▸ **What needs to be done**
Give only the lines from the one containing "of the woven" through the end of the material below, exactly as written.

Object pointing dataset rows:
-- begin --

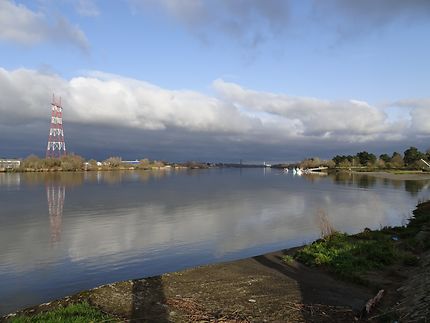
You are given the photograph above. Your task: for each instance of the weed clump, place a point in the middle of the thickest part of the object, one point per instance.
(348, 256)
(73, 313)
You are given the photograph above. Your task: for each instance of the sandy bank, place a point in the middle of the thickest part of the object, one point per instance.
(400, 177)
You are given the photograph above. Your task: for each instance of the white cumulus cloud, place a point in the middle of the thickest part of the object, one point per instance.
(232, 116)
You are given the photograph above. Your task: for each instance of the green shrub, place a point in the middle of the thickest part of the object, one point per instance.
(81, 312)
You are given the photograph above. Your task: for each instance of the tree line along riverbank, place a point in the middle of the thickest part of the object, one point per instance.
(73, 162)
(334, 279)
(410, 161)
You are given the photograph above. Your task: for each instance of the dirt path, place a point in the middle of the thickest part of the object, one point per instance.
(259, 289)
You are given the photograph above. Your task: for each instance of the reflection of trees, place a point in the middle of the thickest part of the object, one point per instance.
(414, 187)
(55, 194)
(68, 179)
(343, 178)
(365, 181)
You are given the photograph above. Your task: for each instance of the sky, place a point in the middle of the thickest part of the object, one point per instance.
(216, 80)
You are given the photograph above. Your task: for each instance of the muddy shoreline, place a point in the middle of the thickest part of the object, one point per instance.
(265, 289)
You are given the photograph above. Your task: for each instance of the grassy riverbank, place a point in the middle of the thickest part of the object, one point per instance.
(330, 280)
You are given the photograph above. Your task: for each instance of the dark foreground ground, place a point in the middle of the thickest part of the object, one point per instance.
(263, 289)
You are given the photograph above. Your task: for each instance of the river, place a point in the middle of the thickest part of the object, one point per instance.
(64, 232)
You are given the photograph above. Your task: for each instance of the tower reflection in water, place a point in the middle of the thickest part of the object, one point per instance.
(55, 193)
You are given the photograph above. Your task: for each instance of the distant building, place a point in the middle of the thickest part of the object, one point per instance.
(131, 162)
(9, 163)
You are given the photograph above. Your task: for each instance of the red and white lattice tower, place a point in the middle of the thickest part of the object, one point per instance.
(56, 145)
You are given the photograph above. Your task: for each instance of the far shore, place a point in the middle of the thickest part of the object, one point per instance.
(402, 176)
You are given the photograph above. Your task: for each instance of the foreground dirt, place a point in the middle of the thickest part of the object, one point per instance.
(259, 289)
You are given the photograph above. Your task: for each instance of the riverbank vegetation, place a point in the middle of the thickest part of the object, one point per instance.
(72, 162)
(72, 313)
(352, 256)
(410, 161)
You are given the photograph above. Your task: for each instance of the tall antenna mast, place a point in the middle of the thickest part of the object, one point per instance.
(56, 145)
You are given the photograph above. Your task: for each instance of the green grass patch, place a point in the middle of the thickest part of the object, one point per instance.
(348, 256)
(73, 313)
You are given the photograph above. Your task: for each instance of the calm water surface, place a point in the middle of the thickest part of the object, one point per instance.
(64, 232)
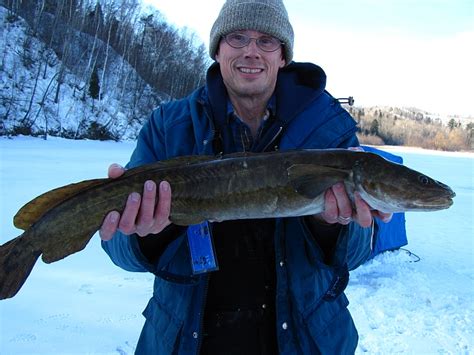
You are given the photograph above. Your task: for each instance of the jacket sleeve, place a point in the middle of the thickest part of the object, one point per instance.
(132, 252)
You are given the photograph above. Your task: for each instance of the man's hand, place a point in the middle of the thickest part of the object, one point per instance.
(142, 214)
(338, 209)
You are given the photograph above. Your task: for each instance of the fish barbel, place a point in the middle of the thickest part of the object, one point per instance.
(239, 186)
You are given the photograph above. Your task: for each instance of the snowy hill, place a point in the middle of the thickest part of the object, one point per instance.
(32, 103)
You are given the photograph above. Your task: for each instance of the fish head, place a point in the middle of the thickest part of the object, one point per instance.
(391, 187)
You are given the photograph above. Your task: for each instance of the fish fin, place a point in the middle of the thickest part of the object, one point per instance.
(36, 208)
(311, 180)
(176, 161)
(52, 253)
(17, 259)
(185, 220)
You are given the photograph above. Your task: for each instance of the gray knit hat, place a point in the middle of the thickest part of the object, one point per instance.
(267, 16)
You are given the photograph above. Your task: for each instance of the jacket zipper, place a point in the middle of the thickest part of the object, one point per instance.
(201, 320)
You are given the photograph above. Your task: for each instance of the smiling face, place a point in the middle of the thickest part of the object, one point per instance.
(249, 71)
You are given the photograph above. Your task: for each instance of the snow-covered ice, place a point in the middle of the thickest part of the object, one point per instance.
(86, 305)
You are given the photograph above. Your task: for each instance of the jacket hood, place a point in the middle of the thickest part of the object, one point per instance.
(298, 84)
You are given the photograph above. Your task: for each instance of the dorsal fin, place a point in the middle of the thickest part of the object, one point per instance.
(33, 210)
(176, 161)
(310, 180)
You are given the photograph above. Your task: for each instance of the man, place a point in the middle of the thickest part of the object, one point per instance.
(279, 287)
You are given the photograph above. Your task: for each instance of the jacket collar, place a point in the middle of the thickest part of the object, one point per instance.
(298, 84)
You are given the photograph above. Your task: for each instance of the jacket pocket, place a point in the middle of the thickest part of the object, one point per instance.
(332, 328)
(160, 332)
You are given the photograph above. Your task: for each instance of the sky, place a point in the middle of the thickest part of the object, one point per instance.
(414, 53)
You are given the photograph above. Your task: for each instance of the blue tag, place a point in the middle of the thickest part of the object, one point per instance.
(201, 247)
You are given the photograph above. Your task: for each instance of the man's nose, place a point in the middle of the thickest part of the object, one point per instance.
(252, 49)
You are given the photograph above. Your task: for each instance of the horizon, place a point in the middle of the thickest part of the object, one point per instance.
(376, 51)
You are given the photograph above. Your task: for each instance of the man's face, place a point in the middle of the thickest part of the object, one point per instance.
(249, 71)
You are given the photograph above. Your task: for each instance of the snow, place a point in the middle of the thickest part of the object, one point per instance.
(86, 305)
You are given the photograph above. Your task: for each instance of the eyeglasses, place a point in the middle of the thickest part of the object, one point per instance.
(265, 43)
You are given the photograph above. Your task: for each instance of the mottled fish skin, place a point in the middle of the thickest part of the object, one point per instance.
(240, 186)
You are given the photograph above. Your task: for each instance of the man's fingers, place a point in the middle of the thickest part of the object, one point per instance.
(363, 215)
(383, 216)
(115, 171)
(130, 213)
(163, 209)
(344, 204)
(109, 226)
(145, 217)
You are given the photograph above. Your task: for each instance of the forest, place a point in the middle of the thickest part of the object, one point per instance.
(95, 69)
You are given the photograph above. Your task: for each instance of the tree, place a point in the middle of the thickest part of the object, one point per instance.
(94, 85)
(452, 124)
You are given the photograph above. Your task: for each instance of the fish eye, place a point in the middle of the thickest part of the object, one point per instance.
(423, 179)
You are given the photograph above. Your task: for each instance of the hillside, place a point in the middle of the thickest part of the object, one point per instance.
(100, 75)
(413, 127)
(78, 86)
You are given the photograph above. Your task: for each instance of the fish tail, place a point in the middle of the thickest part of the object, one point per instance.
(17, 258)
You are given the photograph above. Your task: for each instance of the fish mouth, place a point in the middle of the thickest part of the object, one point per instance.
(436, 203)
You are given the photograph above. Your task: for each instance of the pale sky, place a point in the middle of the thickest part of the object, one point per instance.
(417, 53)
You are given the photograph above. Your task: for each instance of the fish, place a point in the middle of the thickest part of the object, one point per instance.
(279, 184)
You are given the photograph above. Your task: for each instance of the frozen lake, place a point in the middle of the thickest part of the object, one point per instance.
(86, 305)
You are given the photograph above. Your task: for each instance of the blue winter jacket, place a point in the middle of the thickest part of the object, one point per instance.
(312, 315)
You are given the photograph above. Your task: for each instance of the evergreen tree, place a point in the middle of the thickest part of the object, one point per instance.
(94, 85)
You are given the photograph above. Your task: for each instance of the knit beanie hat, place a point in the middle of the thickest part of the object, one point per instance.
(266, 16)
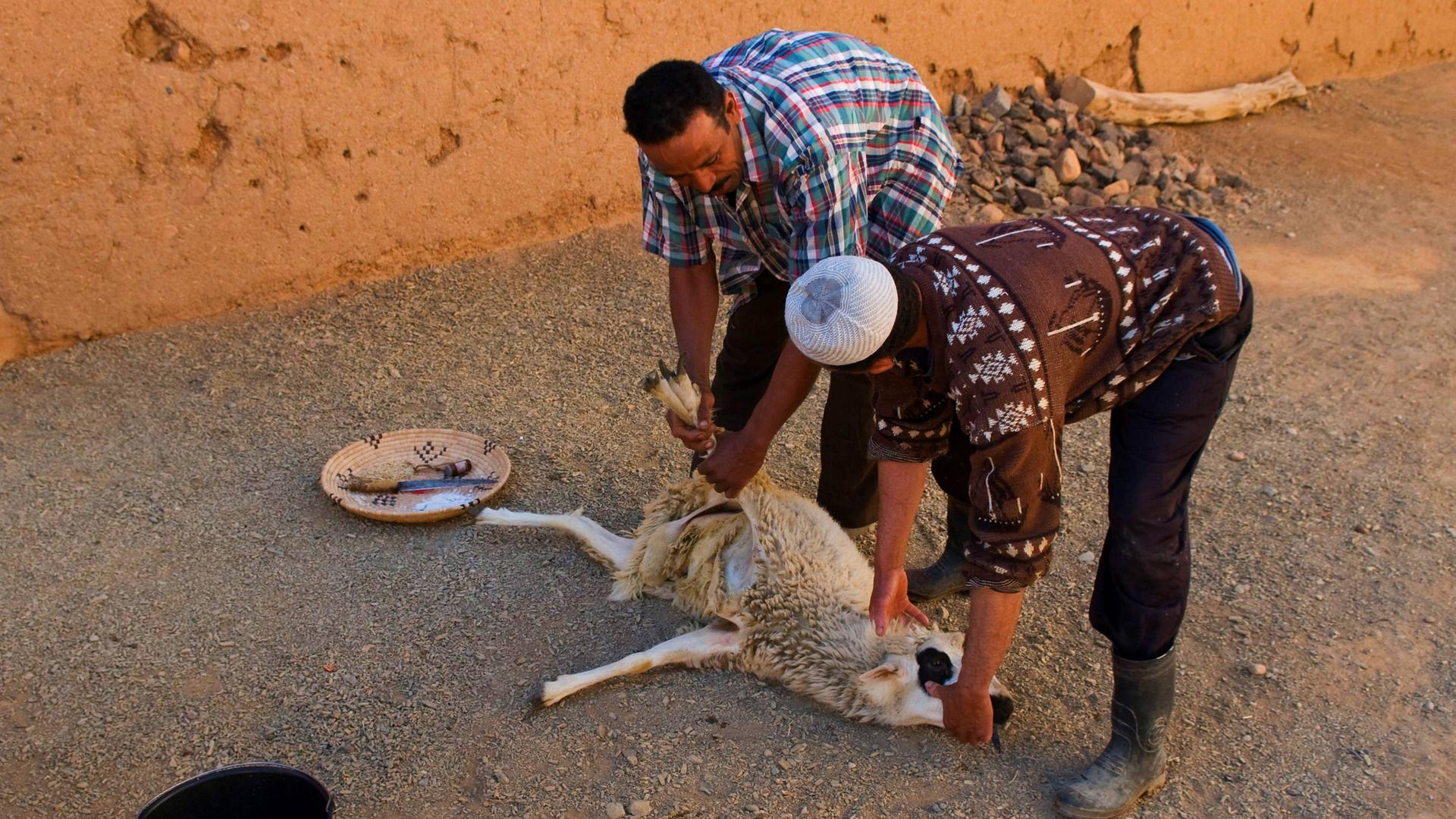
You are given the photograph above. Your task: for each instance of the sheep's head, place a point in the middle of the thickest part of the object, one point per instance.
(893, 692)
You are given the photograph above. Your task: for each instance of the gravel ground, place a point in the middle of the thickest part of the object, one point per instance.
(172, 582)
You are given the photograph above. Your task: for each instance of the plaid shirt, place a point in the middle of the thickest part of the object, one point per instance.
(846, 152)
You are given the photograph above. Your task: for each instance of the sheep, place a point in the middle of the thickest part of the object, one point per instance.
(785, 589)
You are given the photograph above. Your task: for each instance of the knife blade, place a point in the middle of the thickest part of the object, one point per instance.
(416, 485)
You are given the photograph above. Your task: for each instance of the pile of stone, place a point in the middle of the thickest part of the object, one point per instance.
(1031, 155)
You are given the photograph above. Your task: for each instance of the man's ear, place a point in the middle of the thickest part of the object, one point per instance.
(880, 366)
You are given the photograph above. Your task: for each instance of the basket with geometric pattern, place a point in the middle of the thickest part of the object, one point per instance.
(414, 453)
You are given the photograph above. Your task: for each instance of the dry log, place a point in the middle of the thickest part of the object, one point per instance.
(1201, 107)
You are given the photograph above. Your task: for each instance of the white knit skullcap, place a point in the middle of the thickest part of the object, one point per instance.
(842, 309)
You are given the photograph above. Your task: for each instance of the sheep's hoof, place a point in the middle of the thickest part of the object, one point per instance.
(539, 703)
(1002, 707)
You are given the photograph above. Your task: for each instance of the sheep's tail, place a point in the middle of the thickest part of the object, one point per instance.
(612, 551)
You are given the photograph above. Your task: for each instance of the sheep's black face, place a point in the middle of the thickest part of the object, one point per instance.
(935, 667)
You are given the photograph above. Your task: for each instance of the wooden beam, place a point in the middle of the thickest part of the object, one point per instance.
(1200, 107)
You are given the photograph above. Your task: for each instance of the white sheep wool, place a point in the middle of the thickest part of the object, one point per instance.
(842, 309)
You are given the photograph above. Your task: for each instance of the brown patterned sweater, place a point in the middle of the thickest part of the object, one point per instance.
(1036, 324)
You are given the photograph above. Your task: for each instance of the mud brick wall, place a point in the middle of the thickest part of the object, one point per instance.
(177, 159)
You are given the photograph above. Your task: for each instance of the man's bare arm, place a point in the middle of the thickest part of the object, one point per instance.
(900, 490)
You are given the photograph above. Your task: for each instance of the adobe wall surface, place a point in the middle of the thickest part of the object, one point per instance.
(178, 159)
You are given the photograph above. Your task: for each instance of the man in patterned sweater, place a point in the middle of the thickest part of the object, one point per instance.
(783, 150)
(983, 343)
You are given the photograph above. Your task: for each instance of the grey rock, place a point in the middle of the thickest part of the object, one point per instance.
(1204, 178)
(1117, 188)
(1104, 174)
(1145, 196)
(1131, 171)
(1031, 197)
(1068, 167)
(983, 178)
(998, 102)
(1047, 181)
(1084, 197)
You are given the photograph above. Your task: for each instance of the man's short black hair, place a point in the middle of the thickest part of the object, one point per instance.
(666, 96)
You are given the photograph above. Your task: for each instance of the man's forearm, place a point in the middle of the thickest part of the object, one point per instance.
(692, 295)
(989, 627)
(900, 490)
(792, 381)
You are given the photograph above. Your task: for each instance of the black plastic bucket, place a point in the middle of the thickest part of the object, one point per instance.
(251, 790)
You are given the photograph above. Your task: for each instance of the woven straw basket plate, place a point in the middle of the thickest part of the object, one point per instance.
(394, 455)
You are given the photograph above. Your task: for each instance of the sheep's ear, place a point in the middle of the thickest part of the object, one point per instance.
(887, 672)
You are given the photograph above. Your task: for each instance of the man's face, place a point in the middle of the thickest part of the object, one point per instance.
(707, 156)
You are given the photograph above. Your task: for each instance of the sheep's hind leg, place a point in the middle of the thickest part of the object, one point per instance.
(692, 649)
(609, 550)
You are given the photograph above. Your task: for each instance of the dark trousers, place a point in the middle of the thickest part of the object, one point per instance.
(1142, 580)
(849, 487)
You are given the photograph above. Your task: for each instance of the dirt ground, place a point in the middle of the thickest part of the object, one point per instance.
(172, 580)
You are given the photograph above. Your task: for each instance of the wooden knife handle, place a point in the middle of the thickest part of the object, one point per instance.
(370, 485)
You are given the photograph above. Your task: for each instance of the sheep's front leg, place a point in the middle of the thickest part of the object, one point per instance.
(692, 649)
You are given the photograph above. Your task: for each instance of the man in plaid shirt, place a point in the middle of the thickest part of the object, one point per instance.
(783, 150)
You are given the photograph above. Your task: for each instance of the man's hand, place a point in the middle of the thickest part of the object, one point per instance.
(701, 438)
(890, 601)
(967, 710)
(734, 463)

-- end --

▸ **Result of the exercise**
You are given the photograph above. Your task: for each instance of the woven straw basket plate, place a point in the middle of the thickest part of the object, one point per instance.
(394, 455)
You are given the photograph above. Your task: for each instance of the sheep's ear, place a point in the middle of the thickest part of the object, one point per instance.
(887, 672)
You are given the photograph above. Your task: for each instance of the man's face, place a point in the middle of the thickest part of the object, one point per instance.
(707, 156)
You are given the photograph above. Your task: for each instance of the sheep's hind leg, place a point in the middle of the thickest part of the object, one point per instance.
(692, 649)
(609, 550)
You are given the photograph above. Your task: for each instance of the dark trousers, place a point in the middle of the thickest part of the object, one point per instance.
(1142, 580)
(849, 487)
You are given the photograph above. Your task: for each instance of the dirt ground, place a point in the middle of the thickest part of the object, one point per instance.
(172, 580)
You are given the photograph above. Your task: for each instance of the wooden knife handle, place a point in the middle of the thickest part of the object, one point per instance.
(370, 485)
You are given the photograph above. Your task: for each instance of the sheep's front leg, place a point in the middle of the thickest part of the object, one point per instance.
(692, 649)
You are given the photograph above. Your task: for each instance of the man in plaid shirt, place a point in the middle of the thickest part of the object, one point per instance.
(783, 150)
You are given the photograph above. Your task: for each instance of the man's hand, place a point in the middle of the thickest part of the object, one point per instance.
(701, 438)
(890, 601)
(967, 710)
(734, 463)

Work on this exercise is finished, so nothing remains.